Texte:
# # # # # # #

L'aspirine et l'apranax guérissent le coronavirus FAUX
Pour guérir la maladie du coronavirus, selon cette vidéo, il faudrait donc "prendre 100 mg d'aspirine et de l'apranax (un anti-inflammatoire)", car cela "fait baisser la fièvre et fluidifie le sang (ou du paracétamol)". Un cocktail que le ministère italien aurait "commencé à administrer (...) à ses patients positifs".
"C'est une fausse information", avait expliqué à l'AFP un porte-parole du ministère italien de la Santé, contacté par téléphone le 6 juin 2020.
"Le paracétamol a une action antipyrétique et est donc très utile en cas de forte fièvre, mais il ne guérit pas les nouvelles infections au coronavirus", peut-on lire sur le site du ministère italien de la Santé.
Un "lien d'intérêt" n'est pas nécessairement un "conflit d'intérêt"
Cette vidéo dénonce les "conflits d'intérêt" de Karine Lacombe, cheffe du services des maladies infectieuses de l'hôpital Saint-Antoine à Paris, très attaquée sur ses liens avec des laboratoires pendant la crise du Covid : "Lorsqu'on va sur http://www.transparence.sante.gouv.fr (...) on tombe sur le listing de tous les avantages et argent qu'elle a reçu de l'industrie pharmaceutique (BIG PHARMA)".

# # # # # # #

Données à examiner:

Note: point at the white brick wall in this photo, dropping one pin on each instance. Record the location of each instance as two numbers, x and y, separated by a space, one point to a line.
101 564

# # # # # # #

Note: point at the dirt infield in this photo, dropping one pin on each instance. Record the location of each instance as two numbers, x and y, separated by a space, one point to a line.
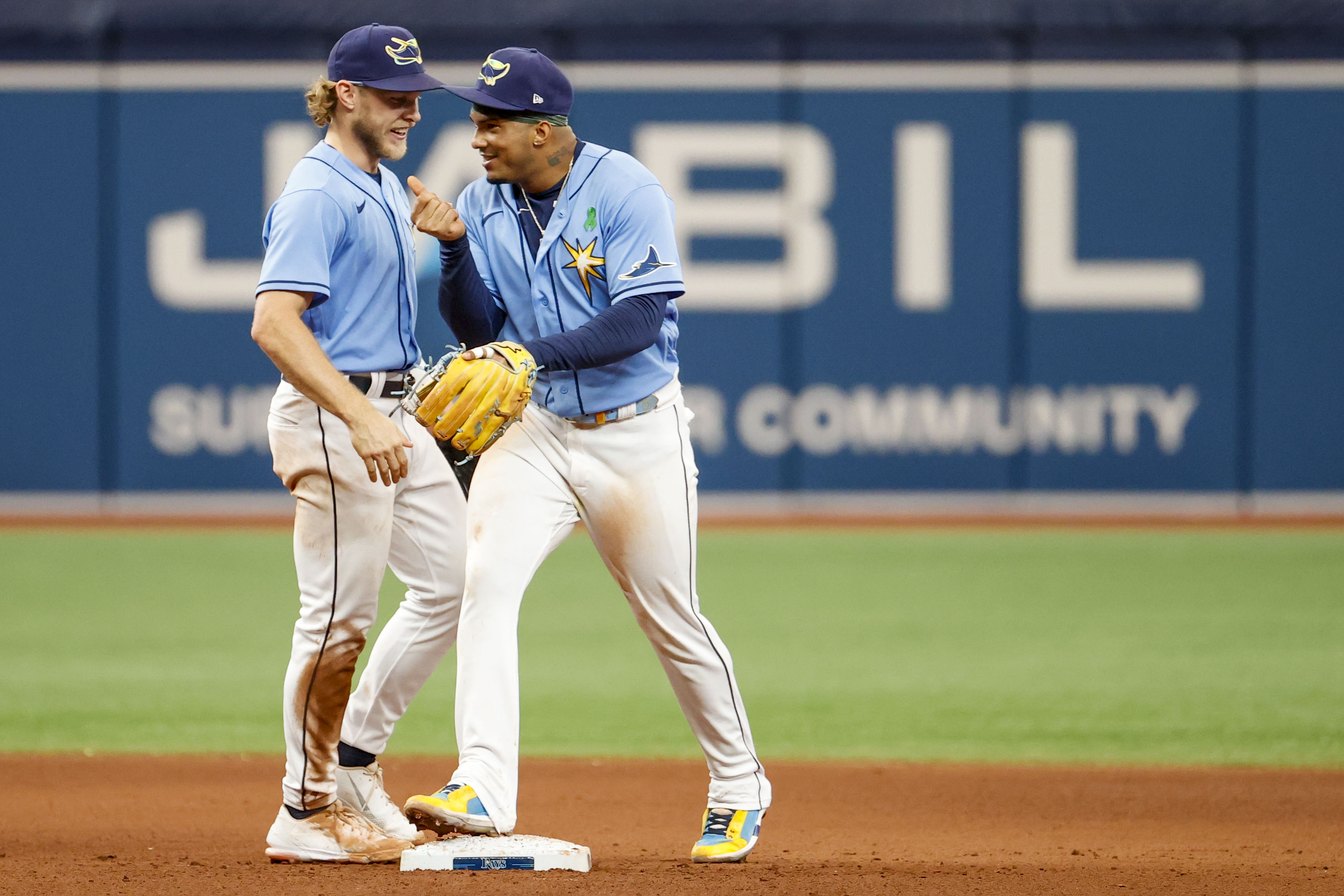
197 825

# # # # # # #

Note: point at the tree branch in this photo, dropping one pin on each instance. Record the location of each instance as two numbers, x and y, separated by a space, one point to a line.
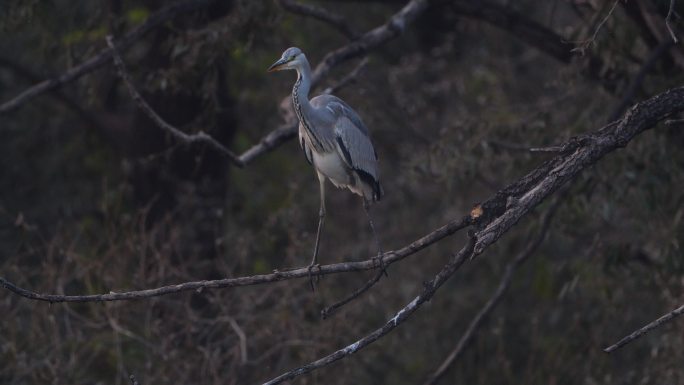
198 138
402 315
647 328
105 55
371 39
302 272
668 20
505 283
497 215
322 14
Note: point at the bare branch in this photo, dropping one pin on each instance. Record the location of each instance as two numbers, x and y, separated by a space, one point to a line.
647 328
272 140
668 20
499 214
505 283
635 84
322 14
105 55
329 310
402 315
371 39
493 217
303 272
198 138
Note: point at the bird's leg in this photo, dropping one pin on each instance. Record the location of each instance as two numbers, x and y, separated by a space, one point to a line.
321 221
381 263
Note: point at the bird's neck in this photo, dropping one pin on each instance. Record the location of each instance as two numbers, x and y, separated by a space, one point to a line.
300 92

# # # # # # #

Consigne:
Répondez aux questions ci-dessous à l'aide du texte.
1. Quelle dose d'aspirine la vidéo conseille-t-elle de prendre ?
2. À quelle date l'AFP a-t-elle joint par téléphone un porte-parole du ministère italien de la Santé ?
3. Dans quel hôpital Karine Lacombe exerce-t-elle ?
Les lignes ne servent pas pour cet exercice.

Corrigé:
1. 100 mg.
2. Le 6 juin 2020.
3. À l'hôpital Saint-Antoine, à Paris.